Records from a dataset
——————————

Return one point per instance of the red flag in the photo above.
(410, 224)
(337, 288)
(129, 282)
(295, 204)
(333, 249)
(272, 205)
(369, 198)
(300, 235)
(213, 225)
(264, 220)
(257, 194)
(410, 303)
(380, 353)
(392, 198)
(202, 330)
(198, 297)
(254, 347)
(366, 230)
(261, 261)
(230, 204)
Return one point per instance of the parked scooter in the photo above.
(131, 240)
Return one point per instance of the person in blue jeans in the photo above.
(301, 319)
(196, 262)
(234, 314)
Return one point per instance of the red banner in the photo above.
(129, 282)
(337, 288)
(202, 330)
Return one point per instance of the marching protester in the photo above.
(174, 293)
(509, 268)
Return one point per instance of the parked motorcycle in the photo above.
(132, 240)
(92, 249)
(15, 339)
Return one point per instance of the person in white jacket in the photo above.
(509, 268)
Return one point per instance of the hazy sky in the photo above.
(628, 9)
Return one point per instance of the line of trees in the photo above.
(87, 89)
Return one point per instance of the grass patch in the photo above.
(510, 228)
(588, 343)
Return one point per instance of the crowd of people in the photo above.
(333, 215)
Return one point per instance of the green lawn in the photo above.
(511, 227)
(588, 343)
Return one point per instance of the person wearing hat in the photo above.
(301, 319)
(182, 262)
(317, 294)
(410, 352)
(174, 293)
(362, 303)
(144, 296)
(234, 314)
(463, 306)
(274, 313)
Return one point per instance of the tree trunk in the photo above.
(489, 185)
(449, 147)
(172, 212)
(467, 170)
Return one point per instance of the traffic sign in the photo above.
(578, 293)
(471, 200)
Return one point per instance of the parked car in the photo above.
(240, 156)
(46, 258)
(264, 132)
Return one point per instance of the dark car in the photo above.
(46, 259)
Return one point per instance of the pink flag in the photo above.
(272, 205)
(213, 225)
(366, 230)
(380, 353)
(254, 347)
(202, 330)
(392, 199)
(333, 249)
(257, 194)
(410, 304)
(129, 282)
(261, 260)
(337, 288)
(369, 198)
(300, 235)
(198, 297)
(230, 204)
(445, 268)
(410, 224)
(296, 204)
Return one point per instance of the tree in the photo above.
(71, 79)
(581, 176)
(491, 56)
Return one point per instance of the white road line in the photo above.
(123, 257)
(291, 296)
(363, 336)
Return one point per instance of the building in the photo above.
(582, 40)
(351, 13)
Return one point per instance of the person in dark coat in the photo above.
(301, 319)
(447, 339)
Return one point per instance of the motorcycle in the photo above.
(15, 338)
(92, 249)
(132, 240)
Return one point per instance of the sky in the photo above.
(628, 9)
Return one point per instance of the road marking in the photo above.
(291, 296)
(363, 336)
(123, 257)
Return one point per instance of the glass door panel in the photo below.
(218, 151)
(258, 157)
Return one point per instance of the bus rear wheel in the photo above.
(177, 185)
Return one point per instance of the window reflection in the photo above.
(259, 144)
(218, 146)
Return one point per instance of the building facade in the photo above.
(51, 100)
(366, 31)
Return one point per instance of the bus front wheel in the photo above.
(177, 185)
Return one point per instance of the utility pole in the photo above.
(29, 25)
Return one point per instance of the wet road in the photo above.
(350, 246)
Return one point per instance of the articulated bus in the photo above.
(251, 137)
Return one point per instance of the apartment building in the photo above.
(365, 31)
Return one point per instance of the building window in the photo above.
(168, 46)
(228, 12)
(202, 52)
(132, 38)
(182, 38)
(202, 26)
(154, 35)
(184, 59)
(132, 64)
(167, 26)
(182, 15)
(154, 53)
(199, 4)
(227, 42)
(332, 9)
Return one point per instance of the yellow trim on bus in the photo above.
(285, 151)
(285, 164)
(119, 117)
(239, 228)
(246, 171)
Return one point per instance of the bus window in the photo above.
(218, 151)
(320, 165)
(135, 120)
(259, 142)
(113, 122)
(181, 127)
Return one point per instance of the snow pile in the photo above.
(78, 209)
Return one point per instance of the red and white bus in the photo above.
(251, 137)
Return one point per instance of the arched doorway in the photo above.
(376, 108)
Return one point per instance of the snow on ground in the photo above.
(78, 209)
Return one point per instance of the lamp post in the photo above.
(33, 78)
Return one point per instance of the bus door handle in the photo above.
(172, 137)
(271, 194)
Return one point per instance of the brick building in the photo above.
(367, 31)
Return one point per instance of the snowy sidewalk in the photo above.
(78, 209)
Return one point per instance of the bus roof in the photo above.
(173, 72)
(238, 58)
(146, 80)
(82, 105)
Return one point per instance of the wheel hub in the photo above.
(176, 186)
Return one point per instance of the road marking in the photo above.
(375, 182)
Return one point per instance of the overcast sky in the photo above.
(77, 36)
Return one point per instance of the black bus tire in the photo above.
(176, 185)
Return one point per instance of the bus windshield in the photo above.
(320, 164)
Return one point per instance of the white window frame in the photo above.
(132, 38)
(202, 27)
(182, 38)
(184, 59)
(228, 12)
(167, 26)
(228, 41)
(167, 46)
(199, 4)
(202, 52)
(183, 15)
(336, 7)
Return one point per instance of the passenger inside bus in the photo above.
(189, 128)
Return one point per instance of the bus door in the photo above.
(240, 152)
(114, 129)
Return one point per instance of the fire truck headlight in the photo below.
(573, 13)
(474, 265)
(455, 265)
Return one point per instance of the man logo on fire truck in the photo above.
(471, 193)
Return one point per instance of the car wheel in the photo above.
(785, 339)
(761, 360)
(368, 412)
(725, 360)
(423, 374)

——————————

= THE PROBLEM =
Format the data above as a two-column CSV with the header row instruction,points. Give each line that begins "Return one point" its own row, with the coordinates listed under it as the second field. Put both fields in double quotes and replace any line breaks with spaces.

= OUTPUT OF THE EXERCISE =
instruction,points
"Return one point per instance of the red flag in the photo above.","(410, 224) (337, 288) (129, 282) (295, 204) (333, 249) (272, 205) (369, 198) (300, 235) (213, 225) (264, 220) (257, 194) (410, 303) (380, 353) (392, 198) (202, 330) (198, 297) (254, 347) (366, 230) (261, 261) (230, 204)"
"Return one point per instance of the parked scooter in the photo above.","(131, 240)"
"Return one point per instance of the person in blue jeans in the photo above.","(301, 319) (196, 262) (234, 314)"
"Return one point per instance of the red banner in the photo above.","(129, 282) (337, 288) (202, 330)"
"Return one point per instance of the marching protester in the photo above.","(174, 293) (509, 268)"
"Return one point per instance of the parked motorcycle in the photo above.","(132, 240) (92, 249) (15, 339)"
"Return one point per instance of the person in white jacket in the photo above.","(509, 268)"
"Return one point per instance of the hazy sky in the photo above.","(628, 9)"
"Return one point per instance of the line of trees in the photo above.","(87, 89)"
"Return one point per instance of the grass patch in the photo above.","(510, 228) (588, 343)"
"Return one point per instance of the crowd of people in the photo above.","(333, 215)"
"Return one point per instance of the green lawn in the photo above.","(511, 227) (588, 343)"
"Return one point per instance of the person wearing hat in the photo above.","(301, 319) (182, 262) (317, 294) (410, 352) (174, 293) (362, 303) (144, 296) (234, 314) (463, 306) (274, 313)"
"Return one point per instance of the tree trunk in the photo above.","(489, 185) (449, 147) (172, 212) (467, 170)"
"Return one point per instance of the traffic sign in the photo above.","(578, 293) (471, 200)"
"Return one point per instance of the parked car in the photo above.","(240, 156) (46, 258) (264, 132)"
"Return one point per instance of the dark car in the photo above.","(46, 259)"
"Return one point per instance of the pink flag in the photo above.","(272, 205) (213, 225) (366, 230) (380, 353) (254, 347) (202, 330) (392, 199) (333, 249) (257, 194) (410, 304) (129, 282) (261, 260) (337, 288) (369, 198) (300, 235) (198, 297) (230, 204) (445, 268) (410, 224) (296, 204)"
"Return one point per instance of the tree in the photo above.","(71, 79) (581, 176) (491, 56)"
"Return one point per instance of the white road line in the photo above.","(123, 257) (291, 296) (363, 336)"
"Return one point per instance of the building in the photo above.","(582, 40) (351, 13)"
"Return one point per instance of the person in dark coat in the photo above.","(301, 319) (447, 339)"
"Return one point per instance of the motorcycle in the photo above.","(15, 338) (92, 249) (132, 240)"
"Return one point per instance of the sky in the photo above.","(628, 9)"
"Return one point per instance of the road marking in the photo above.","(291, 296) (363, 336) (123, 257)"
"Return one point per instance of the glass door panel in the photo below.","(218, 151) (258, 157)"
"Return one point per instance of the bus rear wheel in the photo above.","(177, 185)"
"Return one point per instance of the window reflection in the photo above.","(259, 144) (218, 146)"
"Return one point per instance of the building facade in the photo above.","(51, 100) (366, 31)"
"Return one point per instance of the bus front wheel in the photo above.","(177, 185)"
"Return one point per instance of the utility pole in the photo above.","(29, 25)"
"Return one point per instance of the wet road in the photo above.","(350, 246)"
"Return one point per instance of the articulated bus in the photo above.","(251, 137)"
"Return one point per instance of the apartment building in the photo above.","(365, 31)"
"Return one point per instance of the building window in the photo above.","(168, 46) (228, 12) (202, 52) (132, 38) (182, 38) (202, 26) (154, 35) (184, 59) (132, 64) (167, 26) (182, 15) (154, 53) (199, 4) (227, 42) (332, 9)"
"Return one point per instance of the yellow trim on bus in the photo above.","(285, 151) (285, 164) (119, 117) (239, 228) (246, 171)"
"Return one point per instance of the bus window in the photo above.","(218, 151) (320, 165) (135, 120) (259, 142) (113, 122) (181, 127)"
"Return one point per instance of the snow pile in the photo above.","(78, 209)"
"Return one point per instance of the red and white bus in the photo above.","(251, 137)"
"Return one point per instance of the arched doorway in the photo above.","(376, 108)"
"Return one point per instance of the snow on ground in the photo above.","(78, 209)"
"Return one point per instance of the lamp post in the photo above.","(33, 78)"
"Return one point per instance of the bus door handle in the photo above.","(172, 137) (271, 194)"
"Return one point per instance of the brick building in the photo above.","(367, 31)"
"Return one point per instance of the snowy sidewalk in the photo above.","(78, 209)"
"Return one point per instance of the bus roof in the photo above.","(173, 72) (238, 58) (146, 80) (82, 105)"
"Return one point per instance of the wheel hub in the photo above.","(176, 186)"
"Return one point per instance of the road marking in the photo above.","(375, 182)"
"Return one point per instance of the overcast sky in the photo above.","(77, 36)"
"Return one point per instance of the black bus tire in the photo above.","(176, 185)"
"Return one point per instance of the bus windshield in the photo above.","(320, 164)"
"Return one point per instance of the white window frame in the photo above.","(132, 38) (202, 27) (182, 38) (184, 59) (228, 12) (167, 26) (228, 41) (167, 46) (199, 4) (202, 52) (183, 15) (336, 7)"
"Return one point per instance of the passenger inside bus in the photo above.","(189, 128)"
"Return one point per instance of the bus door in the photo above.","(240, 152) (114, 129)"
"Return one point per instance of the fire truck headlight in the photo below.","(573, 13) (474, 265) (455, 265)"
"Return one point per instance of the man logo on fire truck in the photo above.","(471, 193)"
"Return one point per instance of the car wheel in the photo above.","(785, 339) (761, 360) (368, 412) (725, 360) (423, 374)"